**TASK STATEMENT:**
Copy out the listing below, substituting "disjoint parts" for "separate parts" and leaving everything else the same.

**DATA RECORDS:**
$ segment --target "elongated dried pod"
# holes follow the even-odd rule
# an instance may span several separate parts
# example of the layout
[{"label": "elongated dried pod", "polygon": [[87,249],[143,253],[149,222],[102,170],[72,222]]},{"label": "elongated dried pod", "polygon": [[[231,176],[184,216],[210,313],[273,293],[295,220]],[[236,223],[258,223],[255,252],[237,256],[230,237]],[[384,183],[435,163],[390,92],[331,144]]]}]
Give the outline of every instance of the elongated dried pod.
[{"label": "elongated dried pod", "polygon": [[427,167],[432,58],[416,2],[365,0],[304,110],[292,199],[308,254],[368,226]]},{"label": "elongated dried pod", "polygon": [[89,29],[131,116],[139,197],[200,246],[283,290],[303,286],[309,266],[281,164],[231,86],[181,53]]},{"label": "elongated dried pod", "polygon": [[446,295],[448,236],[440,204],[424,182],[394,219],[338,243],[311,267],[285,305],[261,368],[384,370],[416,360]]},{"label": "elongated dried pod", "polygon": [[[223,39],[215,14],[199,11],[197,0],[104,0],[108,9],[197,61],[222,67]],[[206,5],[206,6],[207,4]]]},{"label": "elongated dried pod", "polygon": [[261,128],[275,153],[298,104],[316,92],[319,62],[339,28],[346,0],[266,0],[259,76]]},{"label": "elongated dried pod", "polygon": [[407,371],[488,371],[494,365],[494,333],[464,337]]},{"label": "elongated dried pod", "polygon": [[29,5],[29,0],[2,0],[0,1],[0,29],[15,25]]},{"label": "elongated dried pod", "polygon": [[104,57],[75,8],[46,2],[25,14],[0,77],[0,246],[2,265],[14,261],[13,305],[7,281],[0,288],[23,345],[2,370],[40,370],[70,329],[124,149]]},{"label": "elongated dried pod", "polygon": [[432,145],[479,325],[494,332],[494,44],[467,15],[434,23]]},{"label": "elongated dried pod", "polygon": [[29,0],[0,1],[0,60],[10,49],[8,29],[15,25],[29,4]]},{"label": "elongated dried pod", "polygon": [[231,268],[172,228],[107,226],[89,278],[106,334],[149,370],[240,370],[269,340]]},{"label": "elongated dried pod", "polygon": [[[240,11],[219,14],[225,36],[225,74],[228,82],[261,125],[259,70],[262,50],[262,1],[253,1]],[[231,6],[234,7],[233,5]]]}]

**THE ANSWER:**
$ segment --target "elongated dried pod"
# holes follow the even-odd rule
# an instance may span several disjoint parts
# example of the layout
[{"label": "elongated dried pod", "polygon": [[87,249],[143,253],[149,222],[102,170],[72,222]]},{"label": "elongated dried pod", "polygon": [[[231,176],[184,216],[210,313],[273,293],[295,220]],[[236,223],[258,223],[255,252],[237,256],[230,237]],[[384,183],[435,163],[390,92],[331,144]]]}]
Give the outline of every instance of the elongated dried pod.
[{"label": "elongated dried pod", "polygon": [[427,167],[432,58],[416,2],[365,0],[304,110],[292,199],[308,254],[368,226]]},{"label": "elongated dried pod", "polygon": [[89,29],[131,116],[139,197],[200,246],[283,290],[303,286],[309,266],[281,164],[231,86],[181,53]]},{"label": "elongated dried pod", "polygon": [[446,295],[448,236],[440,204],[424,182],[394,219],[338,243],[311,267],[285,305],[261,368],[384,370],[416,360]]},{"label": "elongated dried pod", "polygon": [[[223,39],[215,14],[199,11],[197,0],[104,0],[108,9],[197,61],[222,67]],[[206,5],[206,6],[207,4]]]},{"label": "elongated dried pod", "polygon": [[261,128],[275,153],[298,104],[316,92],[319,62],[339,28],[346,0],[266,0],[259,76]]},{"label": "elongated dried pod", "polygon": [[407,371],[488,371],[494,365],[494,333],[464,337]]},{"label": "elongated dried pod", "polygon": [[29,5],[29,0],[2,0],[0,1],[0,29],[15,25]]},{"label": "elongated dried pod", "polygon": [[104,57],[75,8],[46,2],[25,14],[0,77],[0,246],[2,265],[14,261],[13,305],[7,281],[0,288],[23,345],[2,370],[40,370],[70,329],[124,149]]},{"label": "elongated dried pod", "polygon": [[432,145],[479,325],[494,332],[494,44],[467,15],[434,23]]},{"label": "elongated dried pod", "polygon": [[29,0],[0,1],[0,60],[10,49],[8,29],[15,25],[29,4]]},{"label": "elongated dried pod", "polygon": [[231,268],[172,228],[107,226],[89,278],[106,334],[149,370],[240,370],[269,340]]},{"label": "elongated dried pod", "polygon": [[[240,11],[219,14],[225,36],[225,74],[228,82],[261,125],[259,70],[262,50],[262,1],[253,1]],[[231,6],[234,7],[233,5]]]}]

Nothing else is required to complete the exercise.